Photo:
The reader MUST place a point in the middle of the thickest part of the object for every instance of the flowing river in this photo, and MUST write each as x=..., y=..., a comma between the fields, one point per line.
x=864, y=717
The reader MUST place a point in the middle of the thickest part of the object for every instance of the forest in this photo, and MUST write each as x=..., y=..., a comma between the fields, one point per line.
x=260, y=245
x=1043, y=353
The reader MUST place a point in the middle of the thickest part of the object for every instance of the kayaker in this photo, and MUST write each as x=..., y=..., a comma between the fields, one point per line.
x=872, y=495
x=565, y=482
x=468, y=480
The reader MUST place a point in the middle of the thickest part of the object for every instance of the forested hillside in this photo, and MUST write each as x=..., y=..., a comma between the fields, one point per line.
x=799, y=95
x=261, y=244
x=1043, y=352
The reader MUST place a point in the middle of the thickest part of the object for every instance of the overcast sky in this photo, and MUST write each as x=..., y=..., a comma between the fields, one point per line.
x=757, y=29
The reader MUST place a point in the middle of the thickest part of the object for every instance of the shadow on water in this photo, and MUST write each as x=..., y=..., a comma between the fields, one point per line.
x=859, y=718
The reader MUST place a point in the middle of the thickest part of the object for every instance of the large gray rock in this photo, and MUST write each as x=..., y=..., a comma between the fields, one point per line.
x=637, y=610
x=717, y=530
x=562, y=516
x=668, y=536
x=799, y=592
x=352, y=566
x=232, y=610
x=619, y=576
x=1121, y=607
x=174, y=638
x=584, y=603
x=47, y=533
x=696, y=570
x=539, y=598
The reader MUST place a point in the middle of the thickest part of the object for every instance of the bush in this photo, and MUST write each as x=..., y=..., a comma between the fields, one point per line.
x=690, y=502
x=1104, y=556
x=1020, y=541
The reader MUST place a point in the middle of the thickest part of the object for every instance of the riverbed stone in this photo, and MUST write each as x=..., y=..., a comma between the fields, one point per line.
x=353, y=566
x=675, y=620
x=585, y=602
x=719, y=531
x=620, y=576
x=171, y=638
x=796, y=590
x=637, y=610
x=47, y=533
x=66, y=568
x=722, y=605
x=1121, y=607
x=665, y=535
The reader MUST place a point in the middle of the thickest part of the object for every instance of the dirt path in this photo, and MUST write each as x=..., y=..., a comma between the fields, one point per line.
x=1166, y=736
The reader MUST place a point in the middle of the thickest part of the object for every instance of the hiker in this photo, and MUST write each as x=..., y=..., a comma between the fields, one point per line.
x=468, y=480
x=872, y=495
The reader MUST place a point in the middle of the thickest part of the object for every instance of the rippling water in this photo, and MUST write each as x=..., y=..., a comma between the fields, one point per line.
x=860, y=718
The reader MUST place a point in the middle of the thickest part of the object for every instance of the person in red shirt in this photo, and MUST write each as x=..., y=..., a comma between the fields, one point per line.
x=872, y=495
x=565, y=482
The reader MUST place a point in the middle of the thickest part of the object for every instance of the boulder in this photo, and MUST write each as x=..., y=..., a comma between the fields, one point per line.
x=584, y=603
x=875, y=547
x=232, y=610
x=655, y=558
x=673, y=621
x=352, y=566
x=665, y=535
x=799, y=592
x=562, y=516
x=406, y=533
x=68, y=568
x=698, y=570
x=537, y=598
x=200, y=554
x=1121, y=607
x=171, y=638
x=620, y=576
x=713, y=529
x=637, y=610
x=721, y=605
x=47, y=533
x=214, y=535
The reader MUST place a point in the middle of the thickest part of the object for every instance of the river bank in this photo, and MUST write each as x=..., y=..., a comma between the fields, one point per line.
......
> Given request: Copy the listing above in full, swapping "thickest" for "widest" wherever it occurs and leaving everything else unchanged.

> Result for this exercise:
Photo:
The reader MUST place a point in the middle of the widest part of the object for every instance of the flowing river in this photo, and MUST write each as x=..., y=..., a comma between the fields, one point per line.
x=864, y=717
The reader MUST place a point in the middle of the widest part of the object for every instance of the forest in this photo, and MUST write each as x=..., y=..., a comma between the fields, one point per line.
x=260, y=245
x=1043, y=353
The reader MUST place a point in the middle of the widest part of the object for every instance of the kayaker in this photo, and MUST write each as x=..., y=..., a comma between the fields, one point per line.
x=872, y=495
x=565, y=482
x=468, y=480
The reader MUST place a point in the middle of the widest part of the object for every instance of the forested hillside in this photo, and MUST write each as x=..., y=..., a comma between the fields, one point per line.
x=799, y=95
x=261, y=244
x=1043, y=352
The reader MUST place a point in the middle of the widest part of the object for every instance of the overcast sky in this photo, and MUST write each as x=..., y=..., a comma between the fields, one point per line.
x=757, y=29
The reader MUST place a point in the middle of the widest part of the object for every instance of the shadow on water in this photo, and MUST write each as x=..., y=..., a comma between the fields, one point per line.
x=859, y=718
The reader MUST place a point in the middle of the widest part of the object for every instance of the large gray rock in this photo, and MUST write each as x=..., y=..., a comma between the fields, one point per line.
x=637, y=610
x=717, y=530
x=562, y=516
x=668, y=536
x=799, y=592
x=352, y=566
x=232, y=610
x=619, y=576
x=1121, y=607
x=174, y=638
x=584, y=603
x=47, y=533
x=696, y=570
x=539, y=598
The reader MUST place a point in the middle of the widest part of the object for every instance of the bush in this photo, and MUST write each as x=..., y=..., a comma between the fields, one point per line.
x=690, y=502
x=1104, y=556
x=1020, y=541
The reader MUST place a point in the middle of the widest part of the object for every instance of the riverbed stone in this photo, and MUST write each as x=..., y=..., a comma between the fields, one point per line.
x=353, y=566
x=675, y=620
x=585, y=602
x=719, y=531
x=620, y=576
x=171, y=638
x=796, y=590
x=637, y=610
x=47, y=533
x=66, y=568
x=722, y=605
x=1121, y=607
x=665, y=535
The reader MUST place a point in the middle of the widest part of the object for every instance of the dirt path in this photo, and MUST write each as x=..., y=..., a comma between the fields, one point per line.
x=1166, y=736
The reader MUST place a point in the middle of the widest part of the object for every instance of the hiker in this photo, and MUST write each as x=..., y=..., a comma between the fields, one point per line.
x=468, y=480
x=872, y=495
The reader MUST place a point in the middle of the widest part of the object for every instance of the rippling water in this photo, and MUST write each as x=..., y=..., a comma between the fields, one point per line.
x=860, y=718
The reader MUST place a point in the middle of the widest part of the object for every instance of the person in red shirt in this photo, and MUST write each as x=..., y=..., a comma between the fields, one point per line.
x=872, y=495
x=565, y=482
The reader MUST place a point in the middle of the widest part of the object for every instance of the boulder in this photo, and MUST write each as x=..., y=..., a comma between the fields, one point per line.
x=584, y=603
x=875, y=547
x=232, y=610
x=655, y=558
x=673, y=621
x=352, y=566
x=665, y=535
x=799, y=592
x=562, y=516
x=406, y=533
x=68, y=568
x=698, y=570
x=537, y=598
x=200, y=554
x=1121, y=607
x=171, y=638
x=620, y=576
x=713, y=529
x=637, y=610
x=721, y=605
x=47, y=533
x=214, y=535
The reader MUST place a point in the middle of the widest part of the object for every instance of the river bank in this photo, and MUST write each as x=..., y=..., a comma between the fields, one point per line.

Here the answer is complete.